-- Begin DATASET ROWS --

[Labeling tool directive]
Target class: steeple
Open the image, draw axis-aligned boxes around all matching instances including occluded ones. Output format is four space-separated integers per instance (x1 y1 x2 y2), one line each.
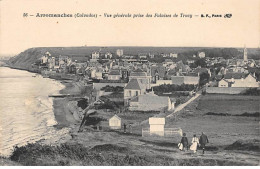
244 46 247 62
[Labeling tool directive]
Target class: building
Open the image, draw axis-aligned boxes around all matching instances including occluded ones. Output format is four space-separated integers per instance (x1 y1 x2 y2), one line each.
109 114 121 129
218 73 259 87
41 52 51 64
129 92 175 111
149 117 165 136
198 52 206 58
108 70 122 80
170 53 178 58
116 49 124 57
138 53 147 59
244 47 248 62
124 79 146 106
151 66 166 83
218 79 231 87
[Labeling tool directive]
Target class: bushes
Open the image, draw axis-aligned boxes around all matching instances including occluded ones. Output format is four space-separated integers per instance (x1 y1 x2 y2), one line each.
244 88 260 96
100 85 124 93
10 140 253 166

-- End DATASET ROWS --

## SHORT EXERCISE
Rewrite all of the records above with "Target class" replaced by "Object category" everywhere and everything else unchanged, leaving the pictures out.

## THE COMPLETED TASK
[Labeling tool directive]
Object category: steeple
Open the image, draw axis-aligned boxes around all matching instances including occluded ones. Output format is four space-separated integers per instance (x1 y1 x2 y2), one line each.
244 46 247 62
[Labeling tool directive]
Object category: building
Open the image, draw axis-aligned boxes around all matching instances including occluded ones. Output format is four space-separated integers per instance (x1 y1 x2 y2), one line each.
109 114 121 129
218 73 259 87
41 52 51 64
129 92 175 111
149 117 165 136
198 52 206 58
108 70 122 80
170 53 178 58
116 49 124 57
138 53 147 59
244 47 248 62
124 79 146 106
151 66 166 83
218 79 231 87
[Labeling tool directive]
Object category: bushes
Open the image, draw axis-aligned boxes around all matching instances including occluded ones. Output format is four space-separated integers per instance (x1 y1 x2 y2), one line each.
244 88 260 96
100 85 124 93
10 140 253 166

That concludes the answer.